• **EXTRACT TO READ**
........
UNITED STATES DISTRICT COURT FOR THE DISTRICT OF KANSAS
Apr 16, 2014
CASE NO. 14-3031-SAC (D. Kan. Apr. 16, 2014)

Opinion

CASE NO. 14-3031-SAC

04-16-2014

JOSEPH LEE JONES, Plaintiff, v. OFFICER BILTOFF, et al., Defendants.


ORDER

On March 26, 2014, this court entered a Memorandum and Order screening the complaint and 12 other documents submitted by plaintiff in this case. The court found that plaintiff had not complied with the statutory filing fee prerequisites and that the complaint fails to state a claim and is frivolous. Plaintiff was given time "to satisfy the filing fee and to show cause why this action should not be dismissed." Instead of following the court's order as to the filing fee and submitting a single response to the order to show cause, Mr. Jones has filed 9 additional papers, including a Notice of Interlocutory Appeal and associated documents. This matter is now before the court upon plaintiff's "Declaration and Affidavit" (Doc. 17); "Declaration" (Doc. 18), Motion to Amend Complaint (Doc. 19), Motion for Extension of Time to File Response (Doc. 20), Motion to Alter or Amend Judgment (Doc. 21), Notice of Interlocutory Appeal (Doc. 22), Motions for Leave to Appeal in forma pauperis (Docs. 23, 28), and Motion to Appoint Counsel (Doc. 24). Having considered these filings, the court finds as follows.
........
• **DATASET EXTRACT**

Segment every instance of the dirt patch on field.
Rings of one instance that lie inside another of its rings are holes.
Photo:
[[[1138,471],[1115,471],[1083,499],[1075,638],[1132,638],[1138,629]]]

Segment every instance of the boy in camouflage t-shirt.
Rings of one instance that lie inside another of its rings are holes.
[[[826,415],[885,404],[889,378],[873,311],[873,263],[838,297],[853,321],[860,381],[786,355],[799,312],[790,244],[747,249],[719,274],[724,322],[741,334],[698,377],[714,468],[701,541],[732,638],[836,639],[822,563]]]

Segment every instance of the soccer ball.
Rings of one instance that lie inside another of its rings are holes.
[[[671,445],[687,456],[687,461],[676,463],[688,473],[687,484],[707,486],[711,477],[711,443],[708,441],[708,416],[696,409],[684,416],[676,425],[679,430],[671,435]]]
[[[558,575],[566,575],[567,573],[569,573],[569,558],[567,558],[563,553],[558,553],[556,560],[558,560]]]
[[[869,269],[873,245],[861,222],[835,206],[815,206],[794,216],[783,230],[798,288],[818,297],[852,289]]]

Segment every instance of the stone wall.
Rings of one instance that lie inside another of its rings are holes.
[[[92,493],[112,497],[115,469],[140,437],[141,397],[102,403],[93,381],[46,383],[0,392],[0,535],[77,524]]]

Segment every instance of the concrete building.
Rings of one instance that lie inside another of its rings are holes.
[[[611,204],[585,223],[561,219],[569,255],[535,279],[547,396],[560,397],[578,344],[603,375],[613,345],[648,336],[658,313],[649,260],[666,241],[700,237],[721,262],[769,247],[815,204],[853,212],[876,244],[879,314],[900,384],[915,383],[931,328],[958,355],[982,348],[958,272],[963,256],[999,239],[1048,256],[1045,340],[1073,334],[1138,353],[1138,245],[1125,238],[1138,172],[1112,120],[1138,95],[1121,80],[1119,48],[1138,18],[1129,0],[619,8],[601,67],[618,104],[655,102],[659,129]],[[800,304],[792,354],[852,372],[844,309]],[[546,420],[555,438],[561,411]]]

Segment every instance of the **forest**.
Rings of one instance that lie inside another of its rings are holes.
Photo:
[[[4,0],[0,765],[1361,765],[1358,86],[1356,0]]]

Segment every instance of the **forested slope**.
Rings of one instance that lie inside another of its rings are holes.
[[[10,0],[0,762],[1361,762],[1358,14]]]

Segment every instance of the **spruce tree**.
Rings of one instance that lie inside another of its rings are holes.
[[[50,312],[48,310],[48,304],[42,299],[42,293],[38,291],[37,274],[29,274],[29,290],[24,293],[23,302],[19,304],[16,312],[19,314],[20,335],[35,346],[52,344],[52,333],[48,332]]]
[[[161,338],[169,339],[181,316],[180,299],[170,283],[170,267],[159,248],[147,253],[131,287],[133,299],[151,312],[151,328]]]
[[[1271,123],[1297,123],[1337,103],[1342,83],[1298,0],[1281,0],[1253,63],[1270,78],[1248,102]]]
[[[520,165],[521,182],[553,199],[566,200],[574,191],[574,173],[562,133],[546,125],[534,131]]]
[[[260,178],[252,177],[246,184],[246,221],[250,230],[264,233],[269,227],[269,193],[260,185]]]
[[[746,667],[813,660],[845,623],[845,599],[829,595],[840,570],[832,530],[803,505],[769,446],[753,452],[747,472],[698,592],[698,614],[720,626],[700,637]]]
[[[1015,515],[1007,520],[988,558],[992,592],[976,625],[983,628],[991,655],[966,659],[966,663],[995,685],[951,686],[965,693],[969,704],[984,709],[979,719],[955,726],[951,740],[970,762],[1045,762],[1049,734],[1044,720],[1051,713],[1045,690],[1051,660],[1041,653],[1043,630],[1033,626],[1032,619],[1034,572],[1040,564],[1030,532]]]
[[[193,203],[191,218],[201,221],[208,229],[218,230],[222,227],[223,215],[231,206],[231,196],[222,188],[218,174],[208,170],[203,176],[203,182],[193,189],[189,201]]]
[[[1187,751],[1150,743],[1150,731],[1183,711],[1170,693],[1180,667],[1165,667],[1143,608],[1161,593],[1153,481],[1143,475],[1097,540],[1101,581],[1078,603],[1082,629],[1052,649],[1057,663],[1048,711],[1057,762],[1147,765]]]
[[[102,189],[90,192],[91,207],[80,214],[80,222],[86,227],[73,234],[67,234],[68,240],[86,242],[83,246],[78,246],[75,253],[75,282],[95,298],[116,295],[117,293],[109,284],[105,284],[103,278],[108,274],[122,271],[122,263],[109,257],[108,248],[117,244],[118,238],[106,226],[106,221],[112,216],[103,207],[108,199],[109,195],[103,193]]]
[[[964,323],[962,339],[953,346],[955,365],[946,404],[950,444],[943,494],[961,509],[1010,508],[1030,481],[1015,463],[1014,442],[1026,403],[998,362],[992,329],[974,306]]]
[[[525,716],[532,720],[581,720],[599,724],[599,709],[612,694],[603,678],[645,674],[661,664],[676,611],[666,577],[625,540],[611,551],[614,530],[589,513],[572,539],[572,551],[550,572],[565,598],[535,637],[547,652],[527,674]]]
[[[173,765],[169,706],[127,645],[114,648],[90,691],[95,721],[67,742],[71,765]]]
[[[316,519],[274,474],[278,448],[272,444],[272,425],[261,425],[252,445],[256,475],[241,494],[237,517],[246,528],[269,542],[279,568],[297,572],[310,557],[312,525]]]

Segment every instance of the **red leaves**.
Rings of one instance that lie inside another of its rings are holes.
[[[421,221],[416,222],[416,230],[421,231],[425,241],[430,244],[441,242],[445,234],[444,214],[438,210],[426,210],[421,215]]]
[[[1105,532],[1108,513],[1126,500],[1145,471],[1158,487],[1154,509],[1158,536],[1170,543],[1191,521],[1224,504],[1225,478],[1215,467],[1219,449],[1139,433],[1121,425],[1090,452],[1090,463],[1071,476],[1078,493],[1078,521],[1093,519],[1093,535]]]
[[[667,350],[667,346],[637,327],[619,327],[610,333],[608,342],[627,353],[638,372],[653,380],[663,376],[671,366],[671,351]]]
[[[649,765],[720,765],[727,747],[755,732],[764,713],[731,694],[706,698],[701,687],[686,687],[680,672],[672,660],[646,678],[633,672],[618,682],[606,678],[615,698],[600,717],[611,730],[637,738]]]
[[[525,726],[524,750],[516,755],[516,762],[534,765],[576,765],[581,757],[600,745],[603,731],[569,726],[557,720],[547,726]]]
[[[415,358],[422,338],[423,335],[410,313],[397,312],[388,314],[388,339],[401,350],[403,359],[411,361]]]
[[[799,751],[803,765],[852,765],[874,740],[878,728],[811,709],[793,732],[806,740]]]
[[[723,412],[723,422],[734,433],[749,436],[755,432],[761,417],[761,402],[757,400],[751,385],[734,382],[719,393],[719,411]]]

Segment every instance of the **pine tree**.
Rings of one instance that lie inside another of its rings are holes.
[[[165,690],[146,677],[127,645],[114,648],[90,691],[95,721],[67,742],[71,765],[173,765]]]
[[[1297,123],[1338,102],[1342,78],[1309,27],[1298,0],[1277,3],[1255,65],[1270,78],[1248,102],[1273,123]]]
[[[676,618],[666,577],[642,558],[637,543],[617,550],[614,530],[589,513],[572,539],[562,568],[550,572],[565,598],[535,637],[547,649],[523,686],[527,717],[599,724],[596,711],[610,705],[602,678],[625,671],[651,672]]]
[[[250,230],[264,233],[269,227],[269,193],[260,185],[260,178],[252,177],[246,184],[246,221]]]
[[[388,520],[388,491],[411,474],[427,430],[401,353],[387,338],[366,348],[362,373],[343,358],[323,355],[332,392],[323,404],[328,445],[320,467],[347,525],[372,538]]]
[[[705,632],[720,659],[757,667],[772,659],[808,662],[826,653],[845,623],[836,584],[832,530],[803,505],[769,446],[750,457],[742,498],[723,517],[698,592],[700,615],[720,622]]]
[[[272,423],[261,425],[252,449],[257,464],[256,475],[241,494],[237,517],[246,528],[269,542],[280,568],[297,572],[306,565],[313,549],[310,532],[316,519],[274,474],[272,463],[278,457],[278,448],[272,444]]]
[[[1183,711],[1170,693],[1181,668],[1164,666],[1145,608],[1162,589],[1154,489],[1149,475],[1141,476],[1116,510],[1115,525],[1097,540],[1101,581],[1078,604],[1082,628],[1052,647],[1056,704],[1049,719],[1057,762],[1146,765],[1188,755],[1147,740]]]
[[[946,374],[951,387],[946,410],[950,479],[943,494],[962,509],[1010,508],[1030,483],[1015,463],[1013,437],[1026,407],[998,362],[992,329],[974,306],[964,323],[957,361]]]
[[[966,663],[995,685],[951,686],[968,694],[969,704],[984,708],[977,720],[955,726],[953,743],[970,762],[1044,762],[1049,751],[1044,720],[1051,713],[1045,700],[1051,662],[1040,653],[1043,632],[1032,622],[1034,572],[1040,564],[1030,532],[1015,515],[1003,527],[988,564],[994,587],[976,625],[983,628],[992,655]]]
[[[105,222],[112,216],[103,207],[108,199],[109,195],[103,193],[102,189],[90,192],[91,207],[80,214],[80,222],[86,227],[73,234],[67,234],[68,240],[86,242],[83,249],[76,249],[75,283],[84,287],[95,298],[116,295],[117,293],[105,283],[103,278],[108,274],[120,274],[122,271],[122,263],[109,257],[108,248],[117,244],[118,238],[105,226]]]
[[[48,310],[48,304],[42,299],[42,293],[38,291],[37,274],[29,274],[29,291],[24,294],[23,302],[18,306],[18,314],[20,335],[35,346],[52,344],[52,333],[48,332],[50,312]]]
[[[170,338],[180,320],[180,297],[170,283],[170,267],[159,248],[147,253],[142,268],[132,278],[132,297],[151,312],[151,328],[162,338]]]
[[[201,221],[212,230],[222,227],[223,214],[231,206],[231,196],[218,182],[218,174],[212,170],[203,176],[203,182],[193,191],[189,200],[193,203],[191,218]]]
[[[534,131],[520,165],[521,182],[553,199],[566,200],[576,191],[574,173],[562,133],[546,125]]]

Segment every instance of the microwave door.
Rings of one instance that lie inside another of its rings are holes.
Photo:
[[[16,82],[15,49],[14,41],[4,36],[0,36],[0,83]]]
........
• **EXERCISE TASKS**
• A. According to the court order, on what date did the court enter the Memorandum and Order that screened the complaint?
• B. Extend the court order past its final sentence.
The listing was drawn from a separate source.

• **TASK-BY-TASK RESULTS**
• A. March 26, 2014.

• B.
These filings plainly reflect three improper practices by Mr. Jones in his several cases that confuse rather than clarify his claims and thus impede resolution. First, as the court has repeatedly attempted to explain to Mr. Jones, he may not litigate a morass of unrelated claims in a single action. Instead, he may only sue those defendants that were all involved in a single incident or transaction or set of transactions in a single complaint. Mr. Jones often improperly discusses and argues aspects of all his cases in whatever case he is currently filing in.

Second, Mr. Jones may not he seek relief from rulings in a case by filing a new case and complaining regarding his other case. If Mr. Jones disagrees with rulings in a particular case, he must file for relief in that case or file a proper and timely appeal in that case. If he has difficulty filing something in a case, he must bring that to the attention of the court in that case in a timely manner.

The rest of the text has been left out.